• [TRECHO APRESENTADO]:
* * * * *
Fala, meu povo!
20 de novembro de 2019 é celebrado o Dia da consciência negra, marcando
também o aniversário da morte de Zumbi dos Palmares, líder do quilombo que
bateu de frente com a escravidão, protegendo negros escravizados que fugiram. Como o mês é um mês especial para ser consciente sobre a negritude, gostaria de indicar uma HQ que merece ser lida por todos os
brasileiros, fruto da Maurício de Sousa Produções: Jeremias - Pele.
Esse material é de
autoria do Rafael Calça e também do Jefferson Costa, que procuram imprimir no
gibi a realidade em que vivemos, algo que acaba não sendo muito frequente nas
histórias convencionais da Turma da Mônica. Porém, esse novo "selo"
da Maurício de Souza produções procura um público mais velho, composto por
jovens e adultos. É como se fosse uma releitura do universo criado pelo
Maurício décadas atrás, e os autores que abraçam esse projeto procuram debater
questões do nosso cotidiano, e também investir em uma história feita para
aqueles que cresceram lendo os gibis, que se identificam com o ambiente em
questão. Em Pele, tudo funciona perfeitamente!
Como você já deve
ter percebido, essa obra discute o racismo em nossa sociedade, contada através
dos olhos inocentes do menino Jeremias (um dos personagens mais antigos do
Maurício de Souza, que compõe a 'Turma do Bermudão' tradicionalmente), que
passa a viver um dilema desconfortável, quando a professora de sua classe passa
um trabalho sobre profissões. Jerê, contra a sua vontade, fica com
"pedreiro", o que o entristece. Porém, não para por aí, visto que à
medida que a história avança, nos deparamos com o racismo enraizado, seja pelos
insultos dirigidos ao protagonista negro ou também uma presença mais
"velada" desse tema.
Em aspectos de
narrativa, Jeremias - Pele é o tipo de quadrinho que você não consegue parar de
ler, imediatamente se prendendo à história e sendo cativado pela força do
protagonista. Eu particularmente, o li em um ônibus no meio de um
engarrafamento, voltando para casa após o trabalho, e fiquei fascinado por tudo
aquilo. Visto que a HQ aborda um tema tão sombrio herdado do período da
escravidão, impossível não se sentir perplexo com algumas situações. Nesse
contexto, tudo aquilo parece uma versão em quadrinhos do que vemos sempre no
noticiário, ou até mesmo de acontecimentos que em algum momento já presenciamos
em nossa rotina. E é isso que os autores querem: fazer boi acordar! Tudo aquilo
foi baseado em experiências reais de suas vidas, e de acordo com eles, com
pouca romantização.
A presença dos pais
de Jeremias, sempre atenciosos com o filho, também ilustra perfeitamente o
dilema de muitas famílias negras no Brasil, orientando o protagonista e o
ensinando como lidar com essa rotina destruidora. Os diálogos entre os pais são
o que mais evidenciam isso, visto que eles são fruto de uma geração anterior e
precisaram criar uma "casca" de forma dolorosa, temendo que o filho
sofra em uma sociedade que mudou (nesse caso, dependendo do ponto de vista, pra
pior). O fato é que, infelizmente, aprendemos a 'tolerar' certos absurdos, e
projetos como Pele servem para mostrar que precisamos discutir esses assuntos
mais do que nunca, promovendo o debate também com o público jovem, núcleo em
que se passa a história. É preciso atentar para certas questões que preferimos
ignorar no nosso cotidiano, algo que nos torna também culpados pela existência
dessa dívida histórica.
* * * * *
• [MATERIAL COLETADO]:
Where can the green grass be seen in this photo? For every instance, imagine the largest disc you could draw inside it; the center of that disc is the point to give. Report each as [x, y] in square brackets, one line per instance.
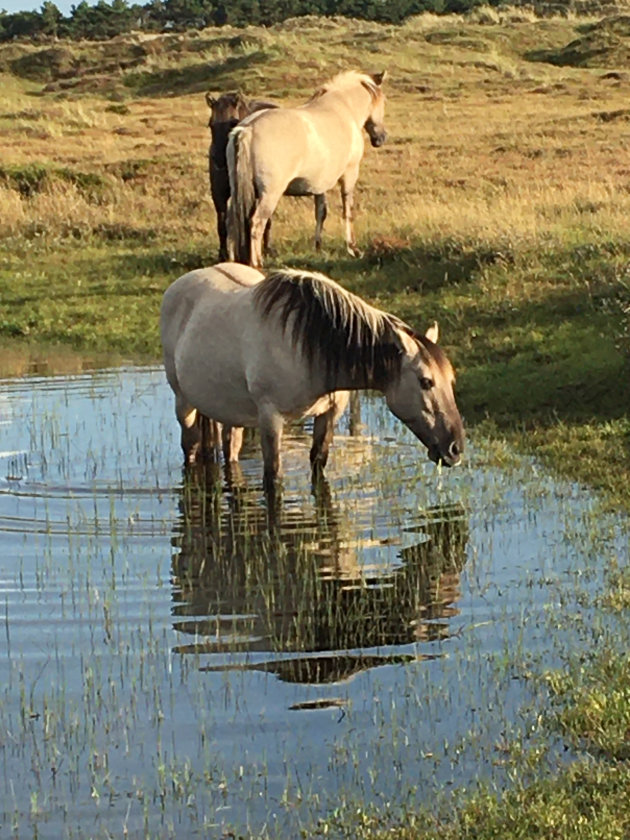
* * * * *
• [TAREFA 1]: Reescreva a parte da resenha de Jeremias - Pele que começa em "da Maurício de Souza" e termina depois de "tudo funciona perfeitamente!". Troque "cotidiano" por "dia a dia".
• [TAREFA 2]: Segundo a resenha de Jeremias - Pele, qual profissão Jeremias recebe no trabalho passado pela professora?

• [RESULTADO DO EXERCÍCIO 1]:
da Maurício de Souza produções procura um público mais velho, composto por
jovens e adultos. É como se fosse uma releitura do universo criado pelo
Maurício décadas atrás, e os autores que abraçam esse projeto procuram debater
questões do nosso dia a dia, e também investir em uma história feita para
aqueles que cresceram lendo os gibis, que se identificam com o ambiente em
questão. Em Pele, tudo funciona perfeitamente!

• [RESULTADO DO EXERCÍCIO 2]: Pedreiro.